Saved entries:
====

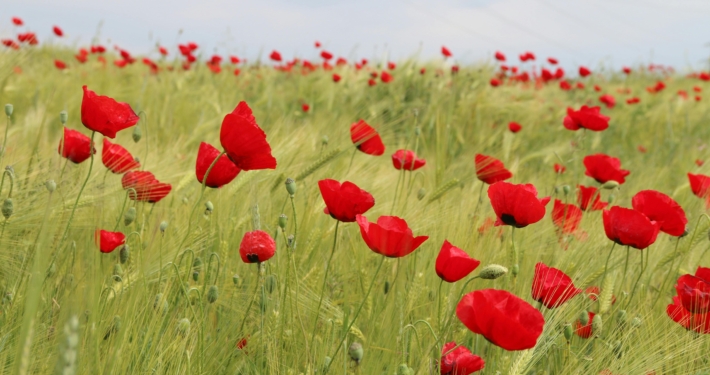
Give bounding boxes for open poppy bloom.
[59,127,95,164]
[435,240,480,283]
[220,101,277,170]
[239,230,275,263]
[456,289,544,351]
[441,46,453,58]
[81,86,140,138]
[579,66,591,77]
[675,270,710,314]
[121,171,172,203]
[96,229,126,253]
[488,182,550,228]
[508,122,522,133]
[318,179,375,222]
[475,154,512,184]
[392,149,425,171]
[380,71,393,83]
[583,154,630,184]
[102,138,139,174]
[631,190,687,237]
[355,214,428,258]
[195,142,241,188]
[440,342,485,374]
[688,173,710,207]
[602,206,659,249]
[666,296,710,334]
[551,199,583,234]
[532,263,582,308]
[269,50,282,62]
[577,185,607,211]
[332,74,341,82]
[563,106,609,132]
[575,311,595,338]
[350,120,385,156]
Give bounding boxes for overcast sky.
[4,0,710,71]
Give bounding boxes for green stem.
[625,249,647,309]
[436,279,444,331]
[1,114,9,163]
[290,196,298,249]
[310,221,340,357]
[652,237,681,309]
[600,242,616,290]
[236,264,261,336]
[58,131,96,246]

====

*Required action:*
Could you return all the entries exactly as they appear, minus the pictures?

*Result:*
Give bounding boxes for open poppy bloom.
[59,127,95,164]
[435,240,480,283]
[220,101,277,170]
[239,230,275,263]
[456,289,544,351]
[441,46,453,58]
[81,86,140,138]
[579,66,591,77]
[675,270,710,314]
[121,171,172,203]
[96,229,126,253]
[488,182,550,228]
[508,122,522,133]
[318,179,375,222]
[475,154,512,184]
[392,149,425,171]
[380,71,393,83]
[583,154,630,184]
[102,138,139,174]
[631,190,687,237]
[355,214,428,258]
[195,142,241,188]
[440,342,485,374]
[688,173,710,207]
[602,206,659,249]
[666,296,710,334]
[551,199,583,234]
[532,263,582,308]
[269,50,282,62]
[577,185,607,211]
[332,74,341,82]
[563,106,609,132]
[575,311,595,338]
[350,120,385,156]
Give bounding boxes for overcast sky.
[4,0,710,71]
Give bounding boxes for green stem.
[625,249,647,309]
[436,279,444,331]
[1,114,9,163]
[290,196,298,249]
[310,221,340,357]
[652,237,681,309]
[600,242,616,290]
[236,264,261,336]
[58,131,96,246]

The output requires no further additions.